## Written task
Rewrite the passage of the mooncake review that begins with "Mooncakes can be" and ends after "of the tsunami.", replacing "devastating" with "catastrophic".

The mooncake season is on us again, with Mid-Autumn Festival taking place this year on 21 September. Traditionally, mooncakes have been known as baked pastries with that bronze sheen, opening up to reveal the pasty lotus seed filling enshrining that golden egg yolk within.
This changed with the introduction of non-baked, snow skin mooncakes with their signature pastel-coloured skins that made their debut in Hong Kong. Today, we have the privilege of enjoying unique flavours from all over the world that snow skin mooncakes are particularly good at playing host to. Some flavour pairings quickly turn into trends, and you occasionally have the one hit wonders which fizzle out shortly after, while others fail miserably.
Categorising mooncakes and dorama
A typical, indigenous Japanese dorama is like a traditional mooncake – hearty, sentimental with a tinge of nostalgia, unpretentious yet appetizing. Most of them go down well and leave you with a sense of satisfaction. Enter a collab (short for collaboration) dorama and we can liken it to a snow skin mooncake – a hit or miss sort of thing.
The dorama “Mooncake”, 「ムーンケーキ」as it is written in Japanese, is exactly the latter. It starts out looking so beautiful and brimming with immense potential, the kind of impression you would get when you see a snowskin mooncake labelled as [Singapore x Japan], conjuring up images of mystique, promise and tasteful ingenuity. Alas, once you actually taste it, you feel like spitting it out immediately, but instead, because it is so せっかく’sekkaku’ (what are the odds of coming across such a dorama?), you awkwardly swallow it and continue with the rest of the pieces hoping that the subsequent bites will taste better as the flavour grows on you.
Mooncakes can be gifts and so can a dorama
Unfortunately it doesn’t. Which is a shame. Because the story behind how this 45-minute-long single dorama episode that was co-produced by TBS Japan and Mediacorp Singapore came about, is a touching one: produced and filmed in 2011, the same year that the devastating triple disaster hit the northeastern coast of Japan, the drama was a gift from Japan to Singapore to thank the SCDF, who sent its elite Operation Lionheart contingent comprising members from its DART team, to aid with the rescue efforts in the immediate aftermath of the tsunami.
The co-stars are Singapore’s own Qi Yuwu, who needs no introduction, and Shinobu Otsuka, a Japanese model who hails from Kanagawa Prefecture in Japan. Qi Yuwu plays an aspiring-turned-DART team member from the SCDF, and Otsuka’s character has come from Japan to Singapore to start a new life after calling off the marriage to her fiancé who was cheating on her. The lines are mainly in Chinese, with Japanese and English making intermittent appearances, and it seems that Otsuka was chosen to star in this drama because she had previously studied acting in China.
Dissecting this mooncake
While Otsuka’s Chinese accent is at times somewhat suspect and cringe-worthy, to have a Japanese person suddenly popping up in a dorama speaking Mandarin, without the storyline explaining why this is so, deals a huge blow to its credibility.
In addition, the storyline is hardly convincing or alluring. The main theme that is the 3.11 disaster does not feature until there is nine minutes left on the clock. The plot is also instantly predictable from the outset. Girl meets boy under inopportune circumstances causing them to dislike each other. But miraculously, another chance encounter affords their meeting under more noble circumstances and they start to develop feelings for each other. Otsuka’s efforts at acting too, constantly work to remind the audience that she is first and foremost a model, not an actress.

## Data excerpts
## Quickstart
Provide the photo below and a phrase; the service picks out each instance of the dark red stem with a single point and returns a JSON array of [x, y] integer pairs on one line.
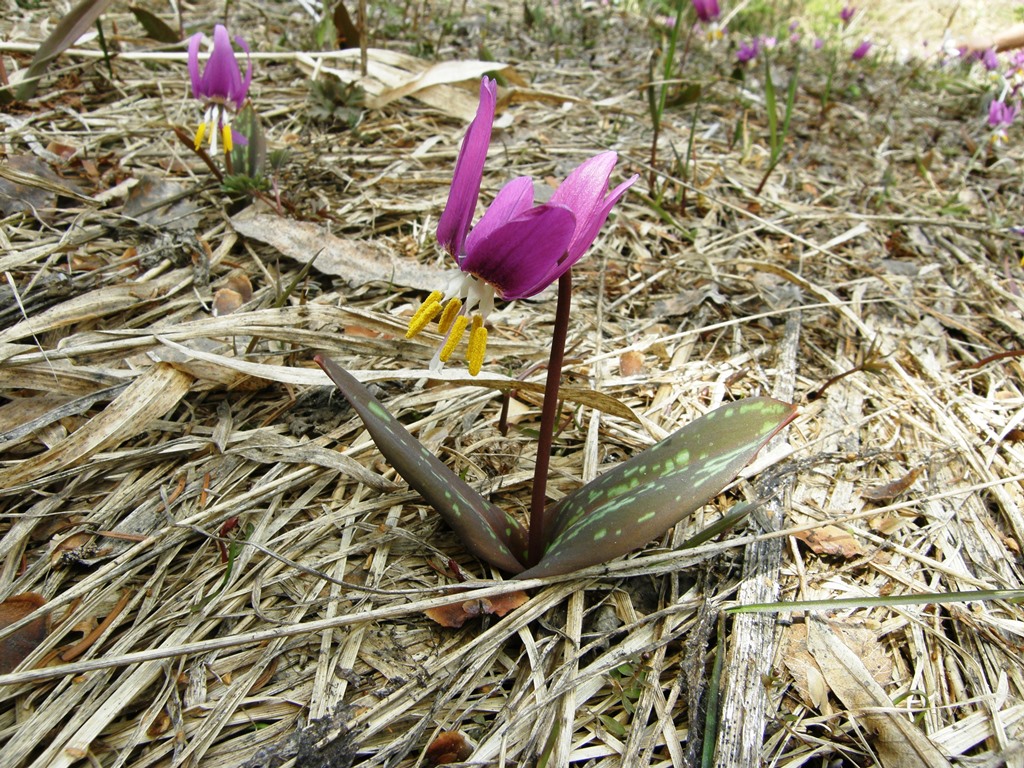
[[549, 414]]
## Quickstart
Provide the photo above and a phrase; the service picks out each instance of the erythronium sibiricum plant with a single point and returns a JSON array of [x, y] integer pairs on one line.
[[626, 507], [220, 86]]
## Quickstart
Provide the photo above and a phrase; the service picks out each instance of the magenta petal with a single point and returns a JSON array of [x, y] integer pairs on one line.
[[584, 192], [514, 200], [516, 256], [243, 90], [221, 77], [461, 205], [194, 42], [587, 231]]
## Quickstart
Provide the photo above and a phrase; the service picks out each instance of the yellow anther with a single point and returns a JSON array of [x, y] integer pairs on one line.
[[477, 345], [449, 315], [459, 328], [427, 311]]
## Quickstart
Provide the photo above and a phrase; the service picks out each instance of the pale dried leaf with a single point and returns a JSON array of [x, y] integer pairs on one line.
[[148, 397], [832, 541], [899, 741], [355, 261]]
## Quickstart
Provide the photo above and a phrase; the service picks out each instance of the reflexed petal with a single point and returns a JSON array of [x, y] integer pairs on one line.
[[515, 257], [514, 200], [584, 192], [221, 77], [461, 205], [194, 42], [243, 90]]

## Output for this task
Mooncakes can be gifts and so can a dorama
Unfortunately it doesn’t. Which is a shame. Because the story behind how this 45-minute-long single dorama episode that was co-produced by TBS Japan and Mediacorp Singapore came about, is a touching one: produced and filmed in 2011, the same year that the catastrophic triple disaster hit the northeastern coast of Japan, the drama was a gift from Japan to Singapore to thank the SCDF, who sent its elite Operation Lionheart contingent comprising members from its DART team, to aid with the rescue efforts in the immediate aftermath of the tsunami.